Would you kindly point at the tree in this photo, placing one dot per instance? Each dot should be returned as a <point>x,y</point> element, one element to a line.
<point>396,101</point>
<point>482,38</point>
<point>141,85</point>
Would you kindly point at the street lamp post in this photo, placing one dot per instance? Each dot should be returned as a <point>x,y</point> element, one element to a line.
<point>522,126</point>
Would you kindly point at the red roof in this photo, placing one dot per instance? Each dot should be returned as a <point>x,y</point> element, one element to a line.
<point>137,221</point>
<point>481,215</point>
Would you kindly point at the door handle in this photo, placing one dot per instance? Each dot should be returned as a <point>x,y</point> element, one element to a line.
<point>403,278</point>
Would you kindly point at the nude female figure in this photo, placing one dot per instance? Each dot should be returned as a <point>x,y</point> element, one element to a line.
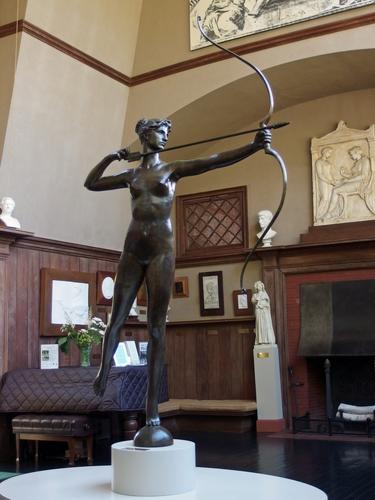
<point>148,250</point>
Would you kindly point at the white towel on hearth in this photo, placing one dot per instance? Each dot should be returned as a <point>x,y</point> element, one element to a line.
<point>355,418</point>
<point>356,410</point>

Required action: Return the records above exactly as written. Do not include their images.

Task solution:
Would you kindly point at the tree in this photo, placing one dot per instance? Each dot should be returned as a <point>x,y</point> element, one element to a line.
<point>396,101</point>
<point>482,38</point>
<point>141,85</point>
Would you kindly point at the street lamp post in this photo, placing one dot per instance? Each dot should be returned as a <point>x,y</point> element, one element to a line.
<point>522,126</point>
Would you kindly point at the red roof in this photo, placing one dot per instance? Each dot should be returned as a <point>x,y</point> element, one element to a line.
<point>137,221</point>
<point>481,215</point>
Would you kindly point at the door handle in this photo, placing one dot per instance? Each dot should be returned as a <point>x,y</point> element, one element to a line.
<point>403,278</point>
Would you kindly point at the nude female figure in this photo, placing one dot per instance? Each dot should be returned as a <point>x,y</point> element, one element to a line.
<point>148,250</point>
Would you kindly point at the white towel on hearth in this photo, placing one dot per instance? Each dot should be returned as a <point>x,y</point> element, one element to a line.
<point>355,418</point>
<point>356,410</point>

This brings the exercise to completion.